- [Text block]
A lawsuit filed by medical students to cancel the government's decision to add 2,000 medical school seats was not accepted by the court, as with earlier suits from the medical community.
The court said the 2025 admissions cycle has already ended, and the 2026 class size was adjusted back to the pre-expansion level, concluding the admissions process, so canceling the 2024 expansion decision would not change anything in practice. It also found that any practical interest in disputing the previous decision had disappeared because seats for 2027 and beyond were reassigned under new procedures.
◇More than 4,500 medical students' suit dismissed
According to legal sources on the 1st, the Seoul Administrative Court's Administrative Division 13 (Presiding Judge Jin Hyun-seop, chief judge) dismissed all claims on May 25 in a lawsuit filed by more than 4,500 medical students nationwide against the Minister of Health and Welfare and the Minister of the Ministry of Education seeking to cancel the "disposition to increase medical school admissions quotas."
A dismissal ends the case without fully examining whether the policy was unlawful because the suit does not meet procedural requirements. The court ordered each side to bear its own legal costs.
On Feb. 6, 2024, the Yoon Suk-yeol administration announced it would increase the 2025 medical school admissions quota by 2,000, from 3,058 to 5,058. On Mar. 20 that year, the Ministry of Education notified universities of the seat allocations by school. The medical students filed suit in April 2024 seeking to overturn the Health and Welfare Ministry's expansion announcement and the Ministry of Education's school-by-school allocation decisions.
The bench first held that the Health and Welfare Ministry's announcement itself was not an administrative disposition subject to cancellation by the court. It said the structure is that the Minister of the Ministry of Education sets the medical school quota, while consulting with the Minister of Health and Welfare in doing so. The intent was that the ministry's announcement alone is unlikely to create legal effects that directly affect the public's rights or obligations.

- [Dataset entries]
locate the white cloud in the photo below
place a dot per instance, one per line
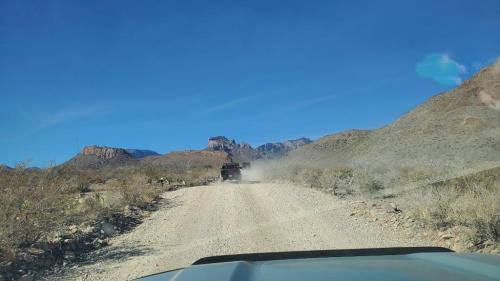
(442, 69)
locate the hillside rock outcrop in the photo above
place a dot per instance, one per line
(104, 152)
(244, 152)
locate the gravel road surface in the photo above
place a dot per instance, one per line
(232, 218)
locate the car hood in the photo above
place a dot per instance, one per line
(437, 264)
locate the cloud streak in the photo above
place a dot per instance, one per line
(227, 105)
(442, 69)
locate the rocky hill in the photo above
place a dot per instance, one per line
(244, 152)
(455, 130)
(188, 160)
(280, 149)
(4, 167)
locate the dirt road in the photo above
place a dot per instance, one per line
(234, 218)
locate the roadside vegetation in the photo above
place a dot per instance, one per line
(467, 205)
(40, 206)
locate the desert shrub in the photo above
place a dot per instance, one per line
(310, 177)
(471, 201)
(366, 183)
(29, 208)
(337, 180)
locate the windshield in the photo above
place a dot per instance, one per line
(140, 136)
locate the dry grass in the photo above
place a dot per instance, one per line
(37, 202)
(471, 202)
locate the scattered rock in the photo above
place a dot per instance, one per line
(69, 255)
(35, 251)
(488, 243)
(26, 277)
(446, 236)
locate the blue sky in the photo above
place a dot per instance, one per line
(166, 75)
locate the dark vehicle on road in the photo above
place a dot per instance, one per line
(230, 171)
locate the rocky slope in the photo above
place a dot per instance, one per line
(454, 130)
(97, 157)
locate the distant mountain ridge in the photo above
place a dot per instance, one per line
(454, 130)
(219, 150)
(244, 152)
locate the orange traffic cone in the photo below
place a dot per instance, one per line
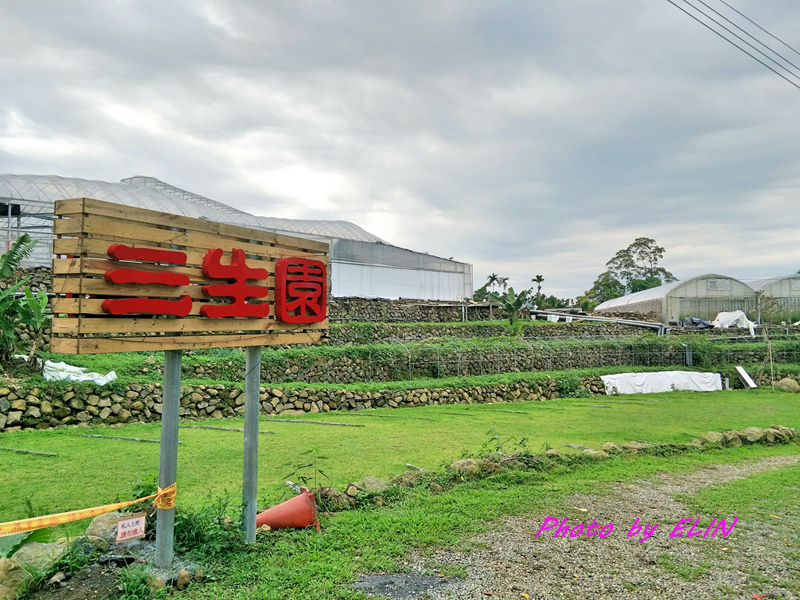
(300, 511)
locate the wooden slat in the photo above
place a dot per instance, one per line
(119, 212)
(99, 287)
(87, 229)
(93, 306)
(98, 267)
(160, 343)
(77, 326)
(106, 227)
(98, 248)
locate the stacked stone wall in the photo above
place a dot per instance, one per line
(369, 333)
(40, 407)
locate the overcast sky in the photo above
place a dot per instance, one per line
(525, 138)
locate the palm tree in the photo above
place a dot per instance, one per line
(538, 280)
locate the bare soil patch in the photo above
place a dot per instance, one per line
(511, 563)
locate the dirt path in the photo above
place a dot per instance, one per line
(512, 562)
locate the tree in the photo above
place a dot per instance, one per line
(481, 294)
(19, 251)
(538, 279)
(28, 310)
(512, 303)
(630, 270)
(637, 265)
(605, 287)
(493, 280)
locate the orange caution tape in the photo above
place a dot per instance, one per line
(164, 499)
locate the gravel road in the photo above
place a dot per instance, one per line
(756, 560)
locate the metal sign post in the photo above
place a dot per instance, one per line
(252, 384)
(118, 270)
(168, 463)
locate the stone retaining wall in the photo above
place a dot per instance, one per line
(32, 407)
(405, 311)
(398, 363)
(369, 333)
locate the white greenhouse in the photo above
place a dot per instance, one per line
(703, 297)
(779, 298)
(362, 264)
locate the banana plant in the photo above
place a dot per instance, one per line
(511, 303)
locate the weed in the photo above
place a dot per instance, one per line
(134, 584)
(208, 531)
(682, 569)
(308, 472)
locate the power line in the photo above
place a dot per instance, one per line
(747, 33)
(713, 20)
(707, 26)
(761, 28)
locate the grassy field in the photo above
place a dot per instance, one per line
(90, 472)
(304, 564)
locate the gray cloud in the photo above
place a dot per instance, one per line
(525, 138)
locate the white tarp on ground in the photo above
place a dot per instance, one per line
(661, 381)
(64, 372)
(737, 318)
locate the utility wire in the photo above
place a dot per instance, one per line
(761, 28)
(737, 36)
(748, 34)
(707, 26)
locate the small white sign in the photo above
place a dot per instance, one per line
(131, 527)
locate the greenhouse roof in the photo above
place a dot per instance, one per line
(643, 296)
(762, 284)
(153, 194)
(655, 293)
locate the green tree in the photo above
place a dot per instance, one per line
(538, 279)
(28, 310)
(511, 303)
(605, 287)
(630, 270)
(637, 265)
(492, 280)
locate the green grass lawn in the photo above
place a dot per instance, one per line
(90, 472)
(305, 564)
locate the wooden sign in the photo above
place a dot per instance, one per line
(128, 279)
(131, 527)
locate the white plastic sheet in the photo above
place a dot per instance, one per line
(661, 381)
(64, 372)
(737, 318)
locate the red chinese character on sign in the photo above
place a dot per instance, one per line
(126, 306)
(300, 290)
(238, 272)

...

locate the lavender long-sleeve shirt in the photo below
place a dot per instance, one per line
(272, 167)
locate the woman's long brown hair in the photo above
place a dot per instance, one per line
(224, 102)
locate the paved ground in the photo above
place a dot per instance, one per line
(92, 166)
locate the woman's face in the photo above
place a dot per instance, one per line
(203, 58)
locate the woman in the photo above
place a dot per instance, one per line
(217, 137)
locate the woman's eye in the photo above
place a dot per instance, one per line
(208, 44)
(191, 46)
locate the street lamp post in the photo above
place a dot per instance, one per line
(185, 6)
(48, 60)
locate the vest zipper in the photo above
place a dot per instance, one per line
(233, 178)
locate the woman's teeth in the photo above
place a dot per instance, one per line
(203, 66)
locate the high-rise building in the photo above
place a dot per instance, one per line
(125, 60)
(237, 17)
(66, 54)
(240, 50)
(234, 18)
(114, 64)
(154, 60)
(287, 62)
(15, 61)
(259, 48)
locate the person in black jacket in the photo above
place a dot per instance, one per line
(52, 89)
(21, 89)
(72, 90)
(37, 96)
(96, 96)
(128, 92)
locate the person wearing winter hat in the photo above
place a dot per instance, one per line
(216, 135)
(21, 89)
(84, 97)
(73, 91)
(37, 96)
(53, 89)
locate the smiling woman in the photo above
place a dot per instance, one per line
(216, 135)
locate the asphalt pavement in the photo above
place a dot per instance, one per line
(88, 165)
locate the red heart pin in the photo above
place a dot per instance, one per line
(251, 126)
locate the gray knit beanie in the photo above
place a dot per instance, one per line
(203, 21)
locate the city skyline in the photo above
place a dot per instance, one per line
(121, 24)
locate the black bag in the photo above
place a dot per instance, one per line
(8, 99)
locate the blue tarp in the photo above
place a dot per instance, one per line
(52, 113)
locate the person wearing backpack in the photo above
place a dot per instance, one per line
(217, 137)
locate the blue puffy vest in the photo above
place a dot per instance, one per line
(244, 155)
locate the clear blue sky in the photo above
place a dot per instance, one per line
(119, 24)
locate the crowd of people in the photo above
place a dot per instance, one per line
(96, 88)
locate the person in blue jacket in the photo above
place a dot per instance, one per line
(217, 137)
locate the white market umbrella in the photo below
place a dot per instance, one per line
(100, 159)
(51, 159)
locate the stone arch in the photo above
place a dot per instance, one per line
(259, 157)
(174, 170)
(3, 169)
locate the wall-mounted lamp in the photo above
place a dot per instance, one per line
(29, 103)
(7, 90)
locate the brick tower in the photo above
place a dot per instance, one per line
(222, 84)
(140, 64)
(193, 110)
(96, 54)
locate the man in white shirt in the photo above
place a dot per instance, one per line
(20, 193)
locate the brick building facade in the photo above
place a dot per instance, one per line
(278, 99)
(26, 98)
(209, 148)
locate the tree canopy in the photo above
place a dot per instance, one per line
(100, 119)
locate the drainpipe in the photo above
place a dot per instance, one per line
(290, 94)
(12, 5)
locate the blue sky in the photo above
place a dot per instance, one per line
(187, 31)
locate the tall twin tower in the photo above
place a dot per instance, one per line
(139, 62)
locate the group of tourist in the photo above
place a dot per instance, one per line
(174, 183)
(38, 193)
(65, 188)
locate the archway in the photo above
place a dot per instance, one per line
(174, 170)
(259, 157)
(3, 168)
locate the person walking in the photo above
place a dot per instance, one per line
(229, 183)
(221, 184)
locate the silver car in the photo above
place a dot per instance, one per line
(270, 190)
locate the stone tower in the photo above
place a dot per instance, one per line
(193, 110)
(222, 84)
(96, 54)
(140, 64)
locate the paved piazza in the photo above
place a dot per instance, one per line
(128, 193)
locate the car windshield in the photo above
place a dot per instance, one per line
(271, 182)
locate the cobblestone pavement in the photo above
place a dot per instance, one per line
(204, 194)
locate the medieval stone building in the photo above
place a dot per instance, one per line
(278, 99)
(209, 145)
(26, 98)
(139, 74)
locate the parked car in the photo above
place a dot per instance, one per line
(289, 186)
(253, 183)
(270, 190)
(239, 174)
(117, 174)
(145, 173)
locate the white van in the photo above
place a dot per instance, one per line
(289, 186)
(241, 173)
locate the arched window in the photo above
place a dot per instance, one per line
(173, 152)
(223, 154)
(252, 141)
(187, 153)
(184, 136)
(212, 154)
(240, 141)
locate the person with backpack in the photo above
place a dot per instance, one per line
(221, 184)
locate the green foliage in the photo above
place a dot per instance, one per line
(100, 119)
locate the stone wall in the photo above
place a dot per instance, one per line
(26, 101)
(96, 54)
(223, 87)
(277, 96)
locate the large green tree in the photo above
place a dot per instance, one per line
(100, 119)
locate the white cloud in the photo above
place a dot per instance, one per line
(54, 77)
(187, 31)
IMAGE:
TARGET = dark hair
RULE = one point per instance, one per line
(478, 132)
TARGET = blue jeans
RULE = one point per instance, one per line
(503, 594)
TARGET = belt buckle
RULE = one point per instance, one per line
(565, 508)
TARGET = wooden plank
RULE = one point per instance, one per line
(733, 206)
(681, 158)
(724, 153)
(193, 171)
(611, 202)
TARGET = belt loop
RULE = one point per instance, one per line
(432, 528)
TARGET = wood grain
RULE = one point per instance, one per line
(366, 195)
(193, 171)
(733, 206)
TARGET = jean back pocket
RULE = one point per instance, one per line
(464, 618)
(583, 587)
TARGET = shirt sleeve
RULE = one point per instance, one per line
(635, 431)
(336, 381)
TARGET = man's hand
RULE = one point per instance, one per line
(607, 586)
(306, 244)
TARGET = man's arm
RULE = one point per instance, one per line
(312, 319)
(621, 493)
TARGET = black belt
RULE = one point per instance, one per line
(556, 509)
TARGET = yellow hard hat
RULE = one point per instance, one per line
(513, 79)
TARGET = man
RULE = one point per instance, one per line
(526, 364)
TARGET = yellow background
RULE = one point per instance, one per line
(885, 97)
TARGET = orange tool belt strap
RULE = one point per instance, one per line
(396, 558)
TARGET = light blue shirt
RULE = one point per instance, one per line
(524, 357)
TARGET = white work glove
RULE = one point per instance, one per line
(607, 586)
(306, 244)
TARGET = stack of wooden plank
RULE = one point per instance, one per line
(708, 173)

--

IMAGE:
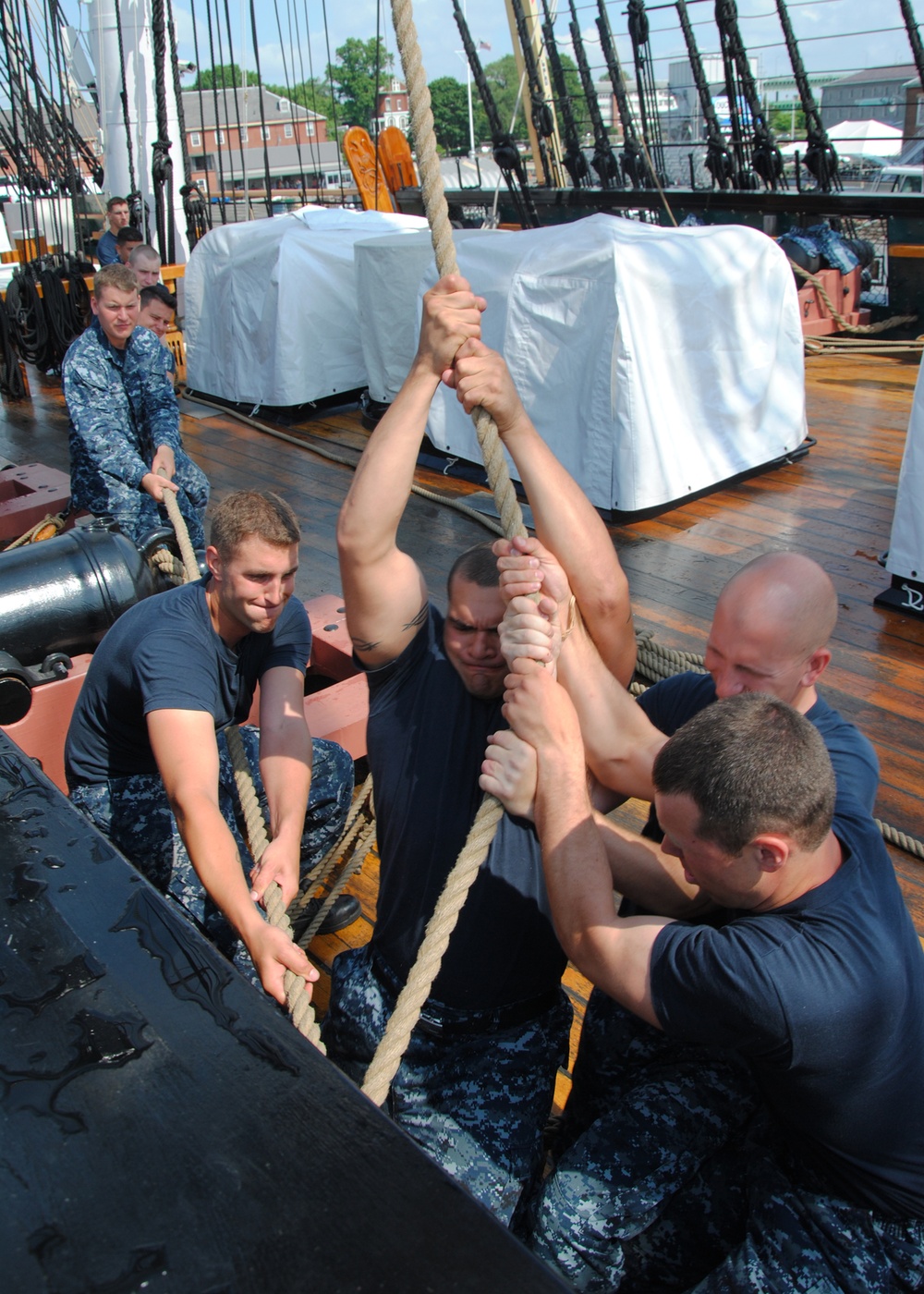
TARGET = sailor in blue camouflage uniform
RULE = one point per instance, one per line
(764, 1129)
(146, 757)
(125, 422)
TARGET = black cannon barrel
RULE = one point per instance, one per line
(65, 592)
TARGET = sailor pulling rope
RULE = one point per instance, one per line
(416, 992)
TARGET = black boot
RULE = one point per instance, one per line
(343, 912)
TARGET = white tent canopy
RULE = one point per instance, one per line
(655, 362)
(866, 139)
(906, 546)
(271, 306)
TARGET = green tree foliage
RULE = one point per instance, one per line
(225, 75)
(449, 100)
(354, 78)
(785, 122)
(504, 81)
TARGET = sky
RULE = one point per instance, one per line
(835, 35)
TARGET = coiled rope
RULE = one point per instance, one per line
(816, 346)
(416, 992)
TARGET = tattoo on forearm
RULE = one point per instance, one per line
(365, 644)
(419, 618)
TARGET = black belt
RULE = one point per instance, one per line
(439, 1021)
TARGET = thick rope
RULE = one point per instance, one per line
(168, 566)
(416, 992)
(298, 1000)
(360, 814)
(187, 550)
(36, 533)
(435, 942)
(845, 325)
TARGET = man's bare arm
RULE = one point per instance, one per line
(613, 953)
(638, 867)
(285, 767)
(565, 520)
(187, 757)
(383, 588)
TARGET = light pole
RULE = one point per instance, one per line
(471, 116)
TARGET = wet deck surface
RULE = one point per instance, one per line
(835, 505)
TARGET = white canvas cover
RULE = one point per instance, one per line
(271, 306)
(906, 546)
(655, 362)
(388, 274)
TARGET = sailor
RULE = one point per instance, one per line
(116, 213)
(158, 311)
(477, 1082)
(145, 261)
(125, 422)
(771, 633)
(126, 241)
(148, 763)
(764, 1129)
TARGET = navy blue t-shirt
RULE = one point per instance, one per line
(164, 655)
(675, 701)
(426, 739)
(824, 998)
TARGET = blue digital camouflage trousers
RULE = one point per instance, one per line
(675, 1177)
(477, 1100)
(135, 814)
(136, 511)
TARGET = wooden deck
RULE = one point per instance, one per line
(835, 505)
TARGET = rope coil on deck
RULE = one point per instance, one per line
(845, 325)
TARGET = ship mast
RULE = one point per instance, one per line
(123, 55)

- [Exercise set]
a – In the article on the medical students' lawsuit, rewrite the paragraph beginning "On Feb. 6, 2024, the Yoon Suk-yeol administration" as a short list of dated events.
b – Summarize the article on the medical students' lawsuit in two sentences.
c – Write what comes next in the news article above about the medical students' lawsuit over the added medical school seats, continuing from its last paragraph.

- [Answers]
a –
- Feb. 6, 2024: The Yoon Suk-yeol administration announced it would raise the 2025 medical school admissions quota by 2,000, from 3,058 to 5,058.
- Mar. 20, 2024: The Ministry of Education notified universities of their seat allocations by school.
- April 2024: Medical students sued to overturn the Health and Welfare Ministry's expansion announcement and the Ministry of Education's school-by-school allocation decisions.

b – The Seoul Administrative Court dismissed a suit by more than 4,500 medical students seeking to cancel the government's decision to add 2,000 medical school seats, as earlier suits from the medical community had also failed. The court found that canceling the 2024 expansion decision would change nothing in practice, because the 2025 admissions cycle had ended, the 2026 class size had been returned to the pre-expansion level, and seats for 2027 and beyond had been reassigned under new procedures.

c –
It also found there was no practical benefit in canceling the Ministry of Education's school-by-school allocation decision. The 2025 admissions process has already been completed, and the 2026 class size was adjusted to 3,058—the same as 2024 before the expansion—and that admissions process has ended. The bench said that even if it were to cancel the March 2024 allocation decision, it would be difficult to revert admissions that have already concluded to their previous state.
It also found that the quotas for 2027 and beyond were not at issue in this suit. The government this year reset the training scale for physicians for the 2027–2031 school years, and the Ministry of Education reran the allocation process for 32 medical schools outside Seoul. The bench determined that this new allocation effectively replaced the March 2024 allocation decision.
◇Professors' suit and injunction bids also fall through
Earlier suits over the medical school expansion followed a similar pattern. The merits suit filed by medical school professors was dismissed by the Seoul Administrative Court in March last year. At the time, the court said the professors lacked standing to seek cancellation of the Ministry of Education's school-by-school allocation decision, and that the Health and Welfare Ministry's expansion announcement was not an administrative disposition subject to cancellation by the court.
An injunction request to temporarily halt the expansion's effect was also not accepted by the Supreme Court. The Supreme Court said the medical students had standing to seek an injunction, but found that stopping the expansion would have a greater impact on the public interest. In this merits suit, the medical students were the plaintiffs, but due to the completion of admissions and the new allocations, the case ultimately did not reach a ruling on the merits.
◇Board of Audit and Inspection: "Expansion process inadequate"… court does not rule on illegality
The Board of Audit and Inspection's findings were belatedly reflected in the written judgment. In November last year, the Board of Audit and Inspection said that in the process of adding 2,000 medical school seats, the logical consistency of the projection of physician shortages in 2035 was inadequate, and that the procedures for gathering opinions from doctors' groups and for deliberation by the Health and Medical Policy Deliberation Committee were insufficient. It also pointed to problems in the school-by-school allocation process, including the composition of the allocation committee, on-site inspections, and the application of criteria.
However, the court did not decide whether the previous expansion decision was unlawful based on the Board of Audit and Inspection's criticism. The medical students argued that the same problems could recur and that the court should determine illegality, but the bench said it was difficult to recognize a risk of the same disposition being repeated in light of amendments to relevant laws and regulations, the audit findings, and the new allocation procedures for 2027 and beyond.